Problem details: Copy all the material below, exactly as it stands.

Start Entries provided

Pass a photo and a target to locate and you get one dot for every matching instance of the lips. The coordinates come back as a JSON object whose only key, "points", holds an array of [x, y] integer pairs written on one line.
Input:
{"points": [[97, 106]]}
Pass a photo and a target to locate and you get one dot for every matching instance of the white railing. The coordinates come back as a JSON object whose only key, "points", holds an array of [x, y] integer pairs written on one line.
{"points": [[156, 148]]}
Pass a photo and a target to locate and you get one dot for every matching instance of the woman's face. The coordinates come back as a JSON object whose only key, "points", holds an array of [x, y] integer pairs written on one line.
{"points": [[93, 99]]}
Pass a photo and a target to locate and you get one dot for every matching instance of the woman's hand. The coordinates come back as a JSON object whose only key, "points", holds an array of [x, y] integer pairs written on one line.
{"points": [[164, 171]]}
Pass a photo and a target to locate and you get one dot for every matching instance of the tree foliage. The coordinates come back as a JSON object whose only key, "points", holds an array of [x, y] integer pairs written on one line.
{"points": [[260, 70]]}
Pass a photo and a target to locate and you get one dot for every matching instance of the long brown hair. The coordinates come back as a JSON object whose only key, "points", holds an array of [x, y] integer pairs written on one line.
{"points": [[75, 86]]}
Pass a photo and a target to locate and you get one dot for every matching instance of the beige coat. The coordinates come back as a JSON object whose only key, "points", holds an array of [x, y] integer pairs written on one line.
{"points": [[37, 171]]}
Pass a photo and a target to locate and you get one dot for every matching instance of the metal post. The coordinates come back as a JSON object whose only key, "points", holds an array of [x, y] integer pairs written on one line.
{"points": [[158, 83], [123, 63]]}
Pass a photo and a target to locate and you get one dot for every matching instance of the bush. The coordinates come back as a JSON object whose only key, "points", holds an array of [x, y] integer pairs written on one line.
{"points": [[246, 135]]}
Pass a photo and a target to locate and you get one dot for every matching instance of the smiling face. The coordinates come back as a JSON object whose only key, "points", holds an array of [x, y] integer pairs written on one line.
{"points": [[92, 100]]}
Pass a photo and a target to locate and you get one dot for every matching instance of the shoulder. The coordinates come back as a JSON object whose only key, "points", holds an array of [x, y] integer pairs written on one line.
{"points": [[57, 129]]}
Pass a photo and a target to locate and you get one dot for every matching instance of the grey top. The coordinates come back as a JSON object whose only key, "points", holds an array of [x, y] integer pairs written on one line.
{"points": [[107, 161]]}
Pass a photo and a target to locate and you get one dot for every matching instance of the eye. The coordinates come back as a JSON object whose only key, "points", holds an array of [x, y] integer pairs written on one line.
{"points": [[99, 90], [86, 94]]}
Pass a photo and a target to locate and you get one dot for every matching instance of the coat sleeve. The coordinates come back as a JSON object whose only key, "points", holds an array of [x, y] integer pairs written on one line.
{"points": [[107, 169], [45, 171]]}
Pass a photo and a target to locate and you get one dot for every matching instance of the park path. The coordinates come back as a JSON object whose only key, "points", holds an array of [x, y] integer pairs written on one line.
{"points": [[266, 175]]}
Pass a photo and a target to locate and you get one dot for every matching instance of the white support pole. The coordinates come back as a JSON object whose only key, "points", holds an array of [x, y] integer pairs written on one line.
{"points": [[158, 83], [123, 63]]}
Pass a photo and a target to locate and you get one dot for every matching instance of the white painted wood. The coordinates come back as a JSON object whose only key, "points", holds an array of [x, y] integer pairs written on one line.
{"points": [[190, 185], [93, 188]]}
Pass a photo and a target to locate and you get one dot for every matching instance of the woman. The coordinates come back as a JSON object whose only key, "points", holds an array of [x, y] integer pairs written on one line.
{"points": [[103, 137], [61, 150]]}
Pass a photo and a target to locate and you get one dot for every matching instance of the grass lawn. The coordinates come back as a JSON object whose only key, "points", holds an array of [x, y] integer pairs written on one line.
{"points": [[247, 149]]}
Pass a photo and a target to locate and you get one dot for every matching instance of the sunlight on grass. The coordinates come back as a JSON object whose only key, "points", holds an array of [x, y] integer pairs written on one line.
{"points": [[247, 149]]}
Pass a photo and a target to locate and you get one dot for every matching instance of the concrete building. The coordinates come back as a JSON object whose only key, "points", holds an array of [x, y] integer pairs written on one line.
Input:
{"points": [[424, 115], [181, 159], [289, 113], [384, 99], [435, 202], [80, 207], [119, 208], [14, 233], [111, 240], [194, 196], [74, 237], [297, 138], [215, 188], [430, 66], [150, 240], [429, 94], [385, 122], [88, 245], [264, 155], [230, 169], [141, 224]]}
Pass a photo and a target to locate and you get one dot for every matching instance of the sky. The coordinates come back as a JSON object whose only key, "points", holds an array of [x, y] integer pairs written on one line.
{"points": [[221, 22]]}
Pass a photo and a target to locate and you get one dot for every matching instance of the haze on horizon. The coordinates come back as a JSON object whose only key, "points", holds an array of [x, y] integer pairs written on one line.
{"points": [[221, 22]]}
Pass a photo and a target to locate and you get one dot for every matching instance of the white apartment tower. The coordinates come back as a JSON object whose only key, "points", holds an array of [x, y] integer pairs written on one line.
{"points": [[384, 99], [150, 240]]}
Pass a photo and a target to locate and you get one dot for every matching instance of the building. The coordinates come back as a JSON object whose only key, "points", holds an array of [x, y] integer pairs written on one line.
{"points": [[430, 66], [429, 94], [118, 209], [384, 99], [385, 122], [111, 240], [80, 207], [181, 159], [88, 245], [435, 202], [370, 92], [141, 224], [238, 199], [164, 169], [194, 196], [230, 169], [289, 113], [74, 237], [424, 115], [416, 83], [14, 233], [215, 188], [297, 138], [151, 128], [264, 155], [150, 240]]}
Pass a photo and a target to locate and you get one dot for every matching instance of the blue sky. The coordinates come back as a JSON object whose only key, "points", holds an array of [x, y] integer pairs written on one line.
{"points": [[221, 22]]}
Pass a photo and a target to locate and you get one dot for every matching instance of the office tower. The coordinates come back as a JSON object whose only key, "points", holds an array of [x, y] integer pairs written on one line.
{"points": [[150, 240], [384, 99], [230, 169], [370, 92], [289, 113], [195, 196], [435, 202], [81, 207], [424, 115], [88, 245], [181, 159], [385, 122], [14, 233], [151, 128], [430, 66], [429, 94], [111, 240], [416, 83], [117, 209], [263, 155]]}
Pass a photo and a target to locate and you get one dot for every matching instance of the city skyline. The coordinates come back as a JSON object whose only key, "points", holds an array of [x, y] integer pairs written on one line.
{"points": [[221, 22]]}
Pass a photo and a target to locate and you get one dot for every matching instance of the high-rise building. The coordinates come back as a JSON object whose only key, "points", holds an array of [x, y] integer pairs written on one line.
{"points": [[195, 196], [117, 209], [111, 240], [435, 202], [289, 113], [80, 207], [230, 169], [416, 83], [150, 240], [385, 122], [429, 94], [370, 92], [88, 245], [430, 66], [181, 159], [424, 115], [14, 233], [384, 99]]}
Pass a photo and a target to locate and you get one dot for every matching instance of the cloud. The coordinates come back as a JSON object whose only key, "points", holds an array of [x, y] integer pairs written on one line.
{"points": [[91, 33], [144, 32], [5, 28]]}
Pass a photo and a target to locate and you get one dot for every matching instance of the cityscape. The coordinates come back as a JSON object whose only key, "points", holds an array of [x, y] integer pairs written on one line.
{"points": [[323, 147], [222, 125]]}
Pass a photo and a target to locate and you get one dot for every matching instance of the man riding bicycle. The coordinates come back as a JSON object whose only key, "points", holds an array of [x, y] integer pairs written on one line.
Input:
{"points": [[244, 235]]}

End Entries provided

Response:
Pass a photo and a target to locate and you get one dot for every matching instance of the lips. The coordinates come back as a JSON object whose only key, "points", holds an array of [x, y] integer pairs written on one line.
Input:
{"points": [[97, 106]]}
Pass a photo and a target to locate and you get one dot for every matching instance of the white railing. The coordinates come back as a JSON object whose only key, "points", holds an array of [x, y] integer pairs written on one line.
{"points": [[156, 148]]}
Pass a photo and a target to locate and you get one dot for every matching instance of the woman's face. The coordinates come back as a JSON object whose only key, "points", holds an array of [x, y] integer pairs written on one line.
{"points": [[93, 99]]}
Pass a photo and a target to locate and you get one dot for every matching instance of the woman's hand. The coordinates come back as a JSON object whose only key, "points", holds an array of [x, y] integer pairs written on one line.
{"points": [[164, 171]]}
Pass a photo and a target to locate and you get one dot for every matching instance of the tree foliage. The coordinates come back as a JSON object whose only key, "points", holds an array of [x, y] integer pairs written on one line.
{"points": [[260, 70]]}
Pass a photo and a target to locate and you get one dot for every matching instance of the long brown hair. The coordinates come back as a JSON object whose only key, "points", holds an array of [x, y] integer pairs written on one line.
{"points": [[75, 86]]}
Pass a photo and a target to locate and you get one dot for every matching instance of the beige coat. The coordinates come back as a JSON object whose only key, "points", holds an array of [x, y] integer pairs written on one line.
{"points": [[37, 171]]}
Pass a photo and a target to locate and you get one dot for every matching instance of the metal post. The coordinates come back as a JSON object whose only key, "points", holds an array of [x, y] integer pairs written on one line.
{"points": [[158, 83], [123, 63]]}
Pass a photo and a target to locate and you get one dot for every matching instance of the bush. The coordinates come back as a JSON object whose only key, "points", holds an array of [x, y] integer pairs written on one line.
{"points": [[246, 135]]}
Pass a photo and a target to locate and you get one dot for every matching instance of the smiling face. The coordinates come back as a JSON object whose only key, "points", holds an array of [x, y] integer pairs written on one line.
{"points": [[92, 100]]}
Pass a photo and a target to locate and you get one dot for every matching instance of the shoulder. The coordinates come back as a JSON object whose only key, "points", holds an array of [x, y] integer pairs written on one line.
{"points": [[57, 129]]}
Pass a photo and a target to locate and you get one dot for every matching instance of the grey top. The coordinates come back as a JSON object whose only key, "points", holds an array of [x, y] integer pairs written on one line.
{"points": [[107, 161]]}
Pass a photo and a target to locate and you get one dot for every matching instance of the eye. The coordinates come back as a JSON object whose only key, "points", holds an array of [x, y] integer pairs written on one line.
{"points": [[99, 90], [86, 94]]}
Pass a photo and a target to locate and you get one dot for every matching instance of the coat sleeve. The coordinates come back as a JSON object whose only key, "points", holds an array of [x, y] integer pairs written on one line.
{"points": [[107, 169], [45, 171]]}
Pass a photo and a target to locate and you get one dot for every matching instance of the park path. The coordinates come back as a JSON object whose only key, "points", holds an array of [x, y] integer pairs written on one line.
{"points": [[266, 175]]}
Pass a photo and a target to locate and you get one dot for every matching instance of the white support pole. The coordinates come back as a JSON object whose only key, "points", holds an array of [x, y] integer pairs written on one line.
{"points": [[158, 83], [123, 63]]}
Pass a photo and a target to locate and you get one dot for every matching instance of the white painted wood. The coordinates come back as a JSON object whose only key, "points", holds an array of [x, y] integer pairs written on one line.
{"points": [[190, 185], [93, 188]]}
Pass a photo and a target to locate and you get one dot for every matching instance of the woman. The coordinates come back as a JSON object whose only key, "points", holds an array of [x, y] integer pairs written on one line.
{"points": [[103, 137], [61, 150]]}
Pass a photo and a target to locate and you get one dot for every matching instance of the grass lawn. The coordinates come back as a JSON object whose only key, "points", holds an array of [x, y] integer pairs written on one line.
{"points": [[247, 149]]}
Pass a photo and a target to locate and you get one dot for every matching instance of the sunlight on grass. The coordinates come back as a JSON object whose only key, "points", holds an array of [x, y] integer pairs written on one line.
{"points": [[247, 149]]}
Pass a photo and a target to locate and you get one dot for every matching instance of the concrete building. The coordinates come back as a JSON object whose only key, "points", holds an array of [x, y] integer pairs written on one line.
Input:
{"points": [[424, 115], [181, 159], [289, 113], [384, 99], [435, 202], [80, 207], [119, 208], [14, 233], [111, 240], [194, 196], [74, 237], [297, 138], [215, 188], [430, 66], [150, 240], [429, 94], [385, 122], [88, 245], [264, 155], [230, 169], [141, 224]]}
Pass a photo and a target to locate and you get one dot for every matching instance of the sky. The coordinates come back as a JSON object whose only key, "points", holds an array of [x, y] integer pairs written on one line.
{"points": [[221, 22]]}
Pass a photo and a target to locate and you get one dot for every matching instance of the haze on horizon. The coordinates come back as a JSON object whose only key, "points", holds an array of [x, y] integer pairs written on one line.
{"points": [[221, 22]]}
Pass a photo and a target to locate and you get one dot for every matching instance of the white apartment tower. The coordinates come back as a JSON object whose only key, "points", holds an array of [x, y] integer pairs written on one line.
{"points": [[384, 99], [150, 240]]}
Pass a photo and a target to locate and you get one dot for every matching instance of the building. The coordinates come back as a JSON object whose only key, "points", holds an array of [x, y] integer pairs written on one line.
{"points": [[430, 66], [429, 94], [118, 209], [384, 99], [385, 122], [111, 240], [80, 207], [181, 159], [88, 245], [435, 202], [370, 92], [141, 224], [238, 199], [164, 169], [194, 196], [230, 169], [289, 113], [74, 237], [424, 115], [416, 83], [14, 233], [215, 188], [297, 138], [151, 128], [264, 155], [150, 240]]}
Pass a photo and a target to locate and you get one dot for every matching instance of the blue sky. The coordinates come back as a JSON object whose only key, "points", holds an array of [x, y] integer pairs written on one line.
{"points": [[221, 22]]}
Pass a photo and a target to locate and you get one dot for every matching instance of the office tower. The coordinates come back as a JSON object whose only key, "points", holds an array of [x, y] integer pairs written on one line.
{"points": [[150, 240], [384, 99], [230, 169], [370, 92], [289, 113], [195, 196], [435, 202], [81, 207], [424, 115], [88, 245], [181, 159], [385, 122], [14, 233], [151, 128], [430, 66], [429, 94], [111, 240], [416, 83], [117, 209], [263, 155]]}
Pass a photo and a target to locate and you get one dot for every matching instance of the city skyline. The coordinates come back as a JSON object whose only key, "points", holds an array of [x, y] integer pairs written on one line.
{"points": [[221, 22]]}
Pass a photo and a target to locate and you get one dot for every matching instance of the high-rise building. The coordinates come back as a JSON object whose only key, "points", holds an array of [x, y] integer pairs written on one line.
{"points": [[195, 196], [117, 209], [111, 240], [435, 202], [289, 113], [80, 207], [230, 169], [416, 83], [150, 240], [385, 122], [429, 94], [370, 92], [88, 245], [430, 66], [181, 159], [424, 115], [14, 233], [384, 99]]}
Pass a photo and a target to locate and you get one dot for every matching instance of the cloud. The coordinates come back as a JSON object whose only key, "points", holds an array of [x, y] integer pairs written on one line.
{"points": [[91, 33], [144, 32], [5, 28]]}
Pass a photo and a target to locate and you get one dot for every matching instance of the cityscape. The coordinates come back as a JSON object whose only key, "points", holds an array of [x, y] integer pairs written on one line.
{"points": [[323, 147], [222, 125]]}
Pass a photo and a target to locate and you get one dot for every matching instance of the man riding bicycle. The coordinates come back as a JSON object whose only key, "points", holds an array of [x, y] integer pairs written on one line.
Input:
{"points": [[244, 235]]}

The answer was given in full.